> **Request**
Extract every line of the items below and reproduce each one unchanged.

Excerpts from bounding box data
══════════════════════════════

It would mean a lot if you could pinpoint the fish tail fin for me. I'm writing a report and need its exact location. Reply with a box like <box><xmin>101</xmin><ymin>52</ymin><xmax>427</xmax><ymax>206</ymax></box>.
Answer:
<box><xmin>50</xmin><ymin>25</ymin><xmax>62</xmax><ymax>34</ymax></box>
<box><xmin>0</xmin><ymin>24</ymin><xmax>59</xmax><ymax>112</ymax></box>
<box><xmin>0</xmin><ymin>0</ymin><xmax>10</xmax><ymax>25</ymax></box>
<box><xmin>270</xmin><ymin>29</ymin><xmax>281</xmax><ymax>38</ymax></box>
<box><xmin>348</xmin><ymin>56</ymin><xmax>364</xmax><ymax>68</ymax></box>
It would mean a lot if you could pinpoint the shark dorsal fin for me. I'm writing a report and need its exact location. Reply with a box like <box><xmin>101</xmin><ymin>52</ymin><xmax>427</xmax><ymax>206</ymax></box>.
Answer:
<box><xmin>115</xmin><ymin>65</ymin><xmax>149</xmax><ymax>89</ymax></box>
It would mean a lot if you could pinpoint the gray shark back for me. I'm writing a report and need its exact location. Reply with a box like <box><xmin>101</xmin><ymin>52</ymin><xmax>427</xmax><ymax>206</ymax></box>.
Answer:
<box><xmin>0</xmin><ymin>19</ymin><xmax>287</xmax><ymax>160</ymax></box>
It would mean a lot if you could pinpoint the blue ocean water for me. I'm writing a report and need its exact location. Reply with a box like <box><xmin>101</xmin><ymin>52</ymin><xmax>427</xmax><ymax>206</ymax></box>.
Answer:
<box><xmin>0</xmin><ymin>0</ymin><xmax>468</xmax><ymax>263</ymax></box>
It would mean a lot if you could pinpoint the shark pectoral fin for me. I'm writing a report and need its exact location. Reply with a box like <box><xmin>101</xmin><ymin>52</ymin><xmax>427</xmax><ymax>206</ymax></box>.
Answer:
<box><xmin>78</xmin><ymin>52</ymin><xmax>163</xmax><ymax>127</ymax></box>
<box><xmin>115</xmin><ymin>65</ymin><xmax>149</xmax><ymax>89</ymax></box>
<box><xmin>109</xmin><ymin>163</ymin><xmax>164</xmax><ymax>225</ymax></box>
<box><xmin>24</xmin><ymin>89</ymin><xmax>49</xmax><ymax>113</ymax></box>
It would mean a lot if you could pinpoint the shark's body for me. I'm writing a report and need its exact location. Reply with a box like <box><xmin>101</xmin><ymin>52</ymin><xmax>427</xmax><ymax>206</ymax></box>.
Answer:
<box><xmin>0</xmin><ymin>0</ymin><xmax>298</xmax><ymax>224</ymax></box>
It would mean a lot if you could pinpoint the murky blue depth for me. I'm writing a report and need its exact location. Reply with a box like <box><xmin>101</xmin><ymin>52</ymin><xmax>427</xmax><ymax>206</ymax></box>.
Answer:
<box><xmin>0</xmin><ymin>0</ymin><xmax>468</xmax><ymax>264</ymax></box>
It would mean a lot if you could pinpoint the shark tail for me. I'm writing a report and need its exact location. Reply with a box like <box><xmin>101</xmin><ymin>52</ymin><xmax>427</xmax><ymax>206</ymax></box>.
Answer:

══════════════════════════════

> **Result**
It would mean a lot if you could pinpoint the fish tail fin for me. I'm writing a report and need its exact location. Reply with a box like <box><xmin>101</xmin><ymin>52</ymin><xmax>427</xmax><ymax>206</ymax></box>.
Answer:
<box><xmin>50</xmin><ymin>25</ymin><xmax>62</xmax><ymax>34</ymax></box>
<box><xmin>0</xmin><ymin>24</ymin><xmax>59</xmax><ymax>112</ymax></box>
<box><xmin>0</xmin><ymin>0</ymin><xmax>10</xmax><ymax>25</ymax></box>
<box><xmin>270</xmin><ymin>29</ymin><xmax>281</xmax><ymax>38</ymax></box>
<box><xmin>348</xmin><ymin>56</ymin><xmax>364</xmax><ymax>68</ymax></box>
It would mean a lot if you could pinpoint the shark dorsal fin for me. I'm writing a report and need its exact location. Reply with a box like <box><xmin>101</xmin><ymin>52</ymin><xmax>427</xmax><ymax>206</ymax></box>.
Answer:
<box><xmin>115</xmin><ymin>65</ymin><xmax>149</xmax><ymax>89</ymax></box>
It would mean a lot if you could pinpoint the gray shark back for me. I'm writing a report and need its exact location. Reply with a box like <box><xmin>101</xmin><ymin>52</ymin><xmax>427</xmax><ymax>206</ymax></box>.
Answer:
<box><xmin>0</xmin><ymin>19</ymin><xmax>287</xmax><ymax>160</ymax></box>
It would mean a lot if you could pinpoint the blue ocean water for me. I'm writing a report and need its exact location. Reply with a box like <box><xmin>101</xmin><ymin>52</ymin><xmax>427</xmax><ymax>206</ymax></box>.
Answer:
<box><xmin>0</xmin><ymin>0</ymin><xmax>468</xmax><ymax>263</ymax></box>
It would mean a lot if you could pinpoint the shark pectoral fin for me. I'm writing a report and need its exact location. Reply with a box like <box><xmin>101</xmin><ymin>52</ymin><xmax>427</xmax><ymax>206</ymax></box>.
Answer:
<box><xmin>78</xmin><ymin>52</ymin><xmax>163</xmax><ymax>127</ymax></box>
<box><xmin>115</xmin><ymin>65</ymin><xmax>149</xmax><ymax>89</ymax></box>
<box><xmin>109</xmin><ymin>163</ymin><xmax>164</xmax><ymax>225</ymax></box>
<box><xmin>24</xmin><ymin>89</ymin><xmax>49</xmax><ymax>113</ymax></box>
It would mean a lot if you could pinpoint the shark's body for me. I'm writing a report and need its exact location. Reply with a box like <box><xmin>101</xmin><ymin>52</ymin><xmax>427</xmax><ymax>206</ymax></box>.
Answer:
<box><xmin>0</xmin><ymin>0</ymin><xmax>298</xmax><ymax>224</ymax></box>
It would mean a lot if you could pinpoint the murky blue depth for me. I'm writing a report and need its exact location. Reply with a box like <box><xmin>101</xmin><ymin>52</ymin><xmax>427</xmax><ymax>206</ymax></box>.
Answer:
<box><xmin>0</xmin><ymin>0</ymin><xmax>468</xmax><ymax>264</ymax></box>
It would mean a lot if you could pinpoint the shark tail for me. I'm writing a report and need its exact location. Reply with a box like <box><xmin>101</xmin><ymin>52</ymin><xmax>427</xmax><ymax>206</ymax></box>.
Answer:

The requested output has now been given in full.